▶ _Quelle_:
+ + + + +

Das Netz als Utopiemaschine

com.une.farce


Marketingabteilungen sind seit ca. drei Jahren dazu übergegangen, Werbung für das von ihnen zu verkaufende Gut mit einer kleinen, mehr oder minder beiläufig eingeblendeten Zeile, die mit http anfängt, zu schmücken. Bei maximal fünf Prozent der Bundesdeutschen, die zur Zeit einen Internetanschluß haben (ob sie ihn nutzen, steht auf einem anderen Blatt), scheint der "Gebrauchswert" dieser Information zweifelhaft. Richtig, diese fünf Prozent - und nicht irgendwer - sie sind jung und kaufkräftig. Dennoch ist zweifellos wichtiger, daß so eine Internetadresse Zukunftsfähigkeit, zumindest jedoch Zeitgemäßheit signalisiert.

+ + + + +

[Einträge zur Grenzbeschriftung]
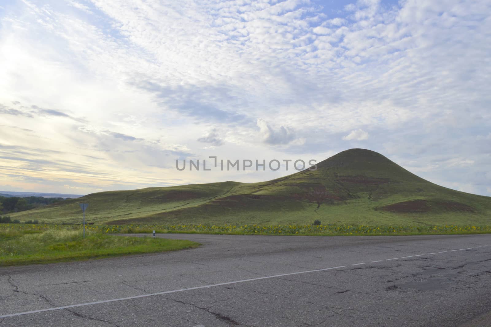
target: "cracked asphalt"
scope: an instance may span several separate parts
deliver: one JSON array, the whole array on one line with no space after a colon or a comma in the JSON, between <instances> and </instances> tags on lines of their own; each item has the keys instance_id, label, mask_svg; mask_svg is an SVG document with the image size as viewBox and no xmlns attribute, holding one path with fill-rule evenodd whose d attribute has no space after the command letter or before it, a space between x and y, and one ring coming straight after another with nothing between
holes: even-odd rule
<instances>
[{"instance_id":1,"label":"cracked asphalt","mask_svg":"<svg viewBox=\"0 0 491 327\"><path fill-rule=\"evenodd\" d=\"M0 316L115 300L0 327L491 326L491 235L158 237L203 245L0 268Z\"/></svg>"}]
</instances>

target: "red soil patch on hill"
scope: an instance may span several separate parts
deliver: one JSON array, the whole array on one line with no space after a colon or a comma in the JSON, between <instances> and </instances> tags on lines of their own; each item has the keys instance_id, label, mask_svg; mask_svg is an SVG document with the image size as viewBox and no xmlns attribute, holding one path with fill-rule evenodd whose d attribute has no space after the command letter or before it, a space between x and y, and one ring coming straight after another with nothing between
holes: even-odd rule
<instances>
[{"instance_id":1,"label":"red soil patch on hill","mask_svg":"<svg viewBox=\"0 0 491 327\"><path fill-rule=\"evenodd\" d=\"M460 212L473 212L474 208L463 203L455 201L432 201L425 200L413 200L410 201L398 202L392 205L384 206L380 208L384 211L392 212L426 212L433 208L438 211L458 211Z\"/></svg>"}]
</instances>

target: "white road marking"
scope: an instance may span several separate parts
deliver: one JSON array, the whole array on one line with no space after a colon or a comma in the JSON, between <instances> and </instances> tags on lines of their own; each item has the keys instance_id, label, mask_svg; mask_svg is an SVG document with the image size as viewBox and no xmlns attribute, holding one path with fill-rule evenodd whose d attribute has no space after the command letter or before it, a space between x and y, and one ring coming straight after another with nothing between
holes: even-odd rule
<instances>
[{"instance_id":1,"label":"white road marking","mask_svg":"<svg viewBox=\"0 0 491 327\"><path fill-rule=\"evenodd\" d=\"M361 265L362 264L357 264ZM24 312L18 312L17 313L10 313L7 315L2 315L0 316L0 318L7 318L7 317L15 317L16 316L22 316L31 313L37 313L38 312L44 312L45 311L53 311L55 310L62 310L63 309L70 309L70 308L76 308L79 306L85 306L86 305L92 305L93 304L100 304L101 303L107 303L110 302L116 302L117 301L123 301L124 300L132 300L140 297L154 297L156 295L162 295L163 294L169 294L170 293L177 293L178 292L185 292L186 291L192 291L192 290L199 290L204 288L209 288L210 287L215 287L216 286L221 286L222 285L228 285L231 284L237 284L238 283L244 283L245 282L250 282L254 280L260 280L261 279L268 279L269 278L274 278L277 277L283 277L284 276L291 276L292 275L298 275L302 273L307 273L308 272L315 272L316 271L323 271L328 270L331 269L337 269L337 268L344 268L345 266L339 266L337 267L331 267L330 268L324 268L323 269L316 269L313 270L305 270L304 271L299 271L298 272L290 272L290 273L283 273L279 275L273 275L273 276L265 276L264 277L258 277L255 278L249 278L249 279L243 279L242 280L236 280L233 282L227 282L226 283L219 283L218 284L213 284L204 286L196 286L196 287L189 287L188 288L182 288L179 290L173 290L172 291L166 291L165 292L159 292L156 293L151 293L149 294L142 294L141 295L136 295L134 297L120 297L119 298L111 298L110 300L102 300L101 301L94 301L94 302L87 302L86 303L79 303L78 304L72 304L71 305L65 305L64 306L58 306L55 308L48 308L47 309L41 309L40 310L33 310L30 311L24 311Z\"/></svg>"},{"instance_id":2,"label":"white road marking","mask_svg":"<svg viewBox=\"0 0 491 327\"><path fill-rule=\"evenodd\" d=\"M484 247L485 246L491 246L491 245L482 245L481 246L476 246L476 247ZM473 247L468 247L466 249L460 249L458 251L463 251L464 250L467 250L470 249L473 249ZM448 252L453 252L455 251L458 251L457 250L450 250ZM444 253L446 252L446 251L442 251L439 252L438 253ZM431 253L428 253L427 254L436 254L436 252L432 252ZM414 255L415 257L420 257L421 256L427 255L425 254L416 254ZM406 256L406 257L401 257L402 258L412 258L413 256ZM392 258L391 259L385 259L386 260L395 260L396 259L399 259L399 258ZM382 262L383 260L376 260L375 261L370 261L370 263L374 263L376 262ZM364 262L360 263L359 264L353 264L350 265L350 266L359 266L360 265L365 265ZM140 297L153 297L157 295L162 295L164 294L169 294L170 293L176 293L178 292L185 292L186 291L192 291L193 290L199 290L200 289L209 288L210 287L215 287L217 286L221 286L222 285L228 285L232 284L237 284L238 283L244 283L246 282L250 282L254 280L260 280L261 279L267 279L269 278L274 278L277 277L283 277L284 276L290 276L292 275L299 275L303 273L307 273L309 272L315 272L316 271L323 271L325 270L328 270L332 269L337 269L338 268L345 268L346 266L338 266L336 267L330 267L329 268L324 268L323 269L316 269L312 270L305 270L304 271L299 271L298 272L290 272L289 273L284 273L280 274L279 275L273 275L272 276L265 276L264 277L259 277L255 278L249 278L248 279L243 279L241 280L236 280L233 282L226 282L225 283L219 283L218 284L213 284L208 285L204 285L203 286L196 286L195 287L190 287L188 288L183 288L179 289L178 290L173 290L172 291L166 291L164 292L160 292L156 293L151 293L147 294L142 294L141 295L136 295L133 297L120 297L119 298L112 298L109 300L102 300L100 301L95 301L94 302L87 302L86 303L79 303L78 304L71 304L70 305L65 305L64 306L58 306L54 308L48 308L47 309L41 309L39 310L34 310L30 311L24 311L23 312L17 312L16 313L10 313L6 315L0 315L0 318L4 318L8 317L15 317L17 316L22 316L24 315L30 314L32 313L37 313L39 312L44 312L45 311L53 311L56 310L63 310L64 309L69 309L70 308L75 308L79 306L85 306L87 305L92 305L94 304L100 304L102 303L109 303L110 302L116 302L117 301L124 301L125 300L130 300L134 299L136 298L139 298ZM201 327L203 325L198 325L195 326L195 327ZM204 327L204 326L203 326Z\"/></svg>"}]
</instances>

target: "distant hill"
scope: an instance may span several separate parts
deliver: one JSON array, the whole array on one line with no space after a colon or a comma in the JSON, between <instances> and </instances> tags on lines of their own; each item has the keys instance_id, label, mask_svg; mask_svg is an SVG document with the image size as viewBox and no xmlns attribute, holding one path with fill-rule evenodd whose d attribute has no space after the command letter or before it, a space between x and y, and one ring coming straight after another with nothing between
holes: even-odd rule
<instances>
[{"instance_id":1,"label":"distant hill","mask_svg":"<svg viewBox=\"0 0 491 327\"><path fill-rule=\"evenodd\" d=\"M110 224L421 225L490 223L491 197L434 184L382 154L344 151L308 170L258 183L209 184L103 192L12 217Z\"/></svg>"},{"instance_id":2,"label":"distant hill","mask_svg":"<svg viewBox=\"0 0 491 327\"><path fill-rule=\"evenodd\" d=\"M0 191L0 196L5 197L19 197L20 198L26 198L28 196L43 197L43 198L71 198L75 199L83 196L81 194L64 194L63 193L37 193L35 192L11 192L9 191Z\"/></svg>"}]
</instances>

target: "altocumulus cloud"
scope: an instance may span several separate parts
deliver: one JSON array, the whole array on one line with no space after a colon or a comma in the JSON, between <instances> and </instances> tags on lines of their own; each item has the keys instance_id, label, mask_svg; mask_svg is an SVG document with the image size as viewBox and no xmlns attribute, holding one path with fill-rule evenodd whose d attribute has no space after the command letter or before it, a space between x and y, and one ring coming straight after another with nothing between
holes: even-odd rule
<instances>
[{"instance_id":1,"label":"altocumulus cloud","mask_svg":"<svg viewBox=\"0 0 491 327\"><path fill-rule=\"evenodd\" d=\"M2 2L1 141L39 148L3 156L2 171L62 176L54 192L257 181L278 176L165 167L210 154L320 160L363 141L491 194L491 3L339 2ZM80 162L100 174L81 184L70 173Z\"/></svg>"}]
</instances>

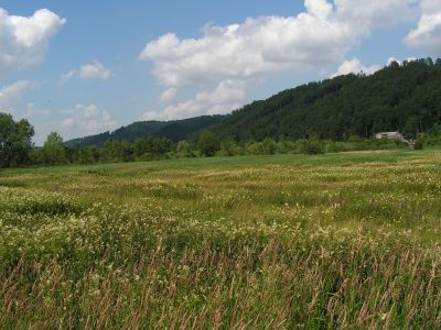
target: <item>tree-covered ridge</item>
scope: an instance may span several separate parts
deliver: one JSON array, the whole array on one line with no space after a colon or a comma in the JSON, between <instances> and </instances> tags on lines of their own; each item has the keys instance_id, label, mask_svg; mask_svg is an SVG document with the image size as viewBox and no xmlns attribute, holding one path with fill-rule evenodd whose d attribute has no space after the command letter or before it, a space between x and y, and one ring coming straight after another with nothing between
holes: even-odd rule
<instances>
[{"instance_id":1,"label":"tree-covered ridge","mask_svg":"<svg viewBox=\"0 0 441 330\"><path fill-rule=\"evenodd\" d=\"M394 62L374 75L346 75L284 90L234 111L220 138L319 138L334 141L381 131L409 139L441 121L441 59Z\"/></svg>"},{"instance_id":2,"label":"tree-covered ridge","mask_svg":"<svg viewBox=\"0 0 441 330\"><path fill-rule=\"evenodd\" d=\"M262 141L265 138L370 138L401 131L408 139L441 122L441 59L391 63L374 75L346 75L284 90L227 116L170 122L137 122L115 132L67 142L71 146L101 145L106 140L151 135L174 142L195 140L212 130L220 140Z\"/></svg>"},{"instance_id":3,"label":"tree-covered ridge","mask_svg":"<svg viewBox=\"0 0 441 330\"><path fill-rule=\"evenodd\" d=\"M194 140L198 133L223 120L222 116L202 116L175 121L142 121L114 132L79 138L66 142L68 146L101 146L107 140L135 141L143 136L165 138L174 142Z\"/></svg>"}]
</instances>

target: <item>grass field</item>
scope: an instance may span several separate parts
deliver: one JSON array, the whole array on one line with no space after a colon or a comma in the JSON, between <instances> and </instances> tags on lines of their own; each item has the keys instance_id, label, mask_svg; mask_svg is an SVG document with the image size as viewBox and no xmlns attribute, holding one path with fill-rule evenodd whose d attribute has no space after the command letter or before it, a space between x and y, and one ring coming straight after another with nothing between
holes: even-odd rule
<instances>
[{"instance_id":1,"label":"grass field","mask_svg":"<svg viewBox=\"0 0 441 330\"><path fill-rule=\"evenodd\" d=\"M441 153L0 172L4 329L441 327Z\"/></svg>"}]
</instances>

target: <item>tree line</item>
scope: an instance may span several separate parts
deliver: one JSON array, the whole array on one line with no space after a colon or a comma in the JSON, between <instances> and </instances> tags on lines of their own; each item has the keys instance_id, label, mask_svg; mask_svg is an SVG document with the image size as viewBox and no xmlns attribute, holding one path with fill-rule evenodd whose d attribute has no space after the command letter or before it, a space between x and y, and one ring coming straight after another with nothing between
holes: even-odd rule
<instances>
[{"instance_id":1,"label":"tree line","mask_svg":"<svg viewBox=\"0 0 441 330\"><path fill-rule=\"evenodd\" d=\"M165 139L144 136L133 141L107 140L101 146L68 146L63 138L51 132L43 146L34 146L33 127L24 119L15 122L10 114L0 113L0 167L30 165L96 164L110 162L154 161L162 158L212 157L275 154L323 154L354 150L407 147L400 141L361 139L352 136L344 142L318 139L278 141L219 140L212 131L203 131L195 140L178 143Z\"/></svg>"},{"instance_id":2,"label":"tree line","mask_svg":"<svg viewBox=\"0 0 441 330\"><path fill-rule=\"evenodd\" d=\"M151 135L174 143L194 141L203 131L219 140L262 141L368 139L400 131L416 139L441 122L441 59L392 62L374 75L345 75L281 91L225 116L169 122L136 122L114 132L68 141L69 146L101 146L107 140Z\"/></svg>"}]
</instances>

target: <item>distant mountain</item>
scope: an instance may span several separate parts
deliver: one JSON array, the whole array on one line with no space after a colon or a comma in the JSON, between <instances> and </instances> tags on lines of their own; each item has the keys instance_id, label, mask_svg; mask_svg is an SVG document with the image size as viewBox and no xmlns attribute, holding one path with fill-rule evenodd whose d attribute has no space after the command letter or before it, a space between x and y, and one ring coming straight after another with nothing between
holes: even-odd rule
<instances>
[{"instance_id":1,"label":"distant mountain","mask_svg":"<svg viewBox=\"0 0 441 330\"><path fill-rule=\"evenodd\" d=\"M237 141L265 138L369 138L401 131L407 138L441 123L441 59L391 63L374 75L346 75L284 90L227 116L197 117L170 122L137 122L115 132L67 142L103 144L107 139L143 135L172 141L194 139L203 130Z\"/></svg>"},{"instance_id":2,"label":"distant mountain","mask_svg":"<svg viewBox=\"0 0 441 330\"><path fill-rule=\"evenodd\" d=\"M142 136L166 138L171 141L196 139L203 130L212 129L225 118L223 116L202 116L175 121L140 121L122 127L114 132L105 132L67 141L67 146L103 145L106 140L133 141Z\"/></svg>"}]
</instances>

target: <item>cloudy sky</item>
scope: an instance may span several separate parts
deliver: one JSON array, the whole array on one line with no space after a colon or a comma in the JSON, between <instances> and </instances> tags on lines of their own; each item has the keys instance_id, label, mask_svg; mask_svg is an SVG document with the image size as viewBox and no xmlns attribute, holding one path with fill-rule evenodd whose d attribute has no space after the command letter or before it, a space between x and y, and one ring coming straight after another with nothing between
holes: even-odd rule
<instances>
[{"instance_id":1,"label":"cloudy sky","mask_svg":"<svg viewBox=\"0 0 441 330\"><path fill-rule=\"evenodd\" d=\"M428 56L441 57L440 0L3 0L0 111L41 144Z\"/></svg>"}]
</instances>

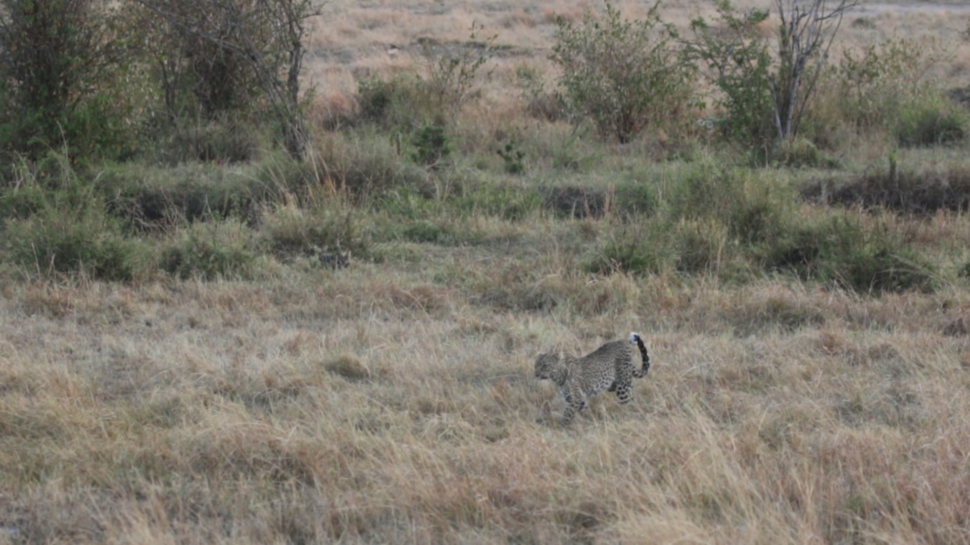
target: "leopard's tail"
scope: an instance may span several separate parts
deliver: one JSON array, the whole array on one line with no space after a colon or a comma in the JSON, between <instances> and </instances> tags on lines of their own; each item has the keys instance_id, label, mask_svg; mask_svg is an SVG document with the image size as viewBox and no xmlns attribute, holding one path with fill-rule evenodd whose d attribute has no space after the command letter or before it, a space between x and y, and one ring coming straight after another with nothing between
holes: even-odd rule
<instances>
[{"instance_id":1,"label":"leopard's tail","mask_svg":"<svg viewBox=\"0 0 970 545\"><path fill-rule=\"evenodd\" d=\"M643 344L643 339L640 338L639 335L631 333L630 334L630 343L635 344L640 349L640 356L643 357L643 367L639 369L634 369L633 376L636 378L647 376L647 371L650 370L650 355L647 354L647 347Z\"/></svg>"}]
</instances>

+ + + + +

▶ _Deine Aufgabe_: Kopiere aus der Quelle wortgetreu den Abschnitt, der bei „Das Netz als“ beginnt und bei „jedoch Zeitgemäßheit signalisiert.“ endet. Die Einträge spielen hierbei keine Rolle.

▶ _Erwartete Antwort_:
Das Netz als Utopiemaschine

com.une.farce


Marketingabteilungen sind seit ca. drei Jahren dazu übergegangen, Werbung für das von ihnen zu verkaufende Gut mit einer kleinen, mehr oder minder beiläufig eingeblendeten Zeile, die mit http anfängt, zu schmücken. Bei maximal fünf Prozent der Bundesdeutschen, die zur Zeit einen Internetanschluß haben (ob sie ihn nutzen, steht auf einem anderen Blatt), scheint der "Gebrauchswert" dieser Information zweifelhaft. Richtig, diese fünf Prozent - und nicht irgendwer - sie sind jung und kaufkräftig. Dennoch ist zweifellos wichtiger, daß so eine Internetadresse Zukunftsfähigkeit, zumindest jedoch Zeitgemäßheit signalisiert.